═══ RECORD EXCERPTS ═══
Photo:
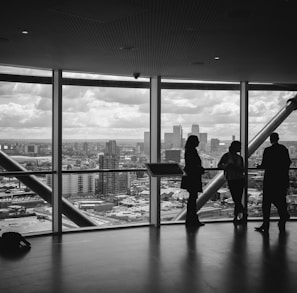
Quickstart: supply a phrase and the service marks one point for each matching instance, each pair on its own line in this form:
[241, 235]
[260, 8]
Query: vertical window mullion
[57, 152]
[244, 133]
[155, 147]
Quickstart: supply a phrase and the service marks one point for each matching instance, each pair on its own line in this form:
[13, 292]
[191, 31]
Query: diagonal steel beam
[45, 191]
═══
### PROBLEM DETAILS
Rewrite every line of the records above, requests included, but leave out the pictures. Shift each point coordinate in the answers by adding -22 to it, and keep the sample pairs that show the format unchanged.

### FINISHED TASK
Photo:
Quickstart: supply a phrase and the service marks one point for each matching instance, each pair on its own line in this form:
[241, 235]
[260, 8]
Query: vertical window mullion
[35, 130]
[222, 111]
[133, 125]
Quickstart: supply a phrase and the service marks one point for each matching instance, each pair on its own line in this form:
[13, 292]
[191, 31]
Query: diagonal steel beam
[23, 169]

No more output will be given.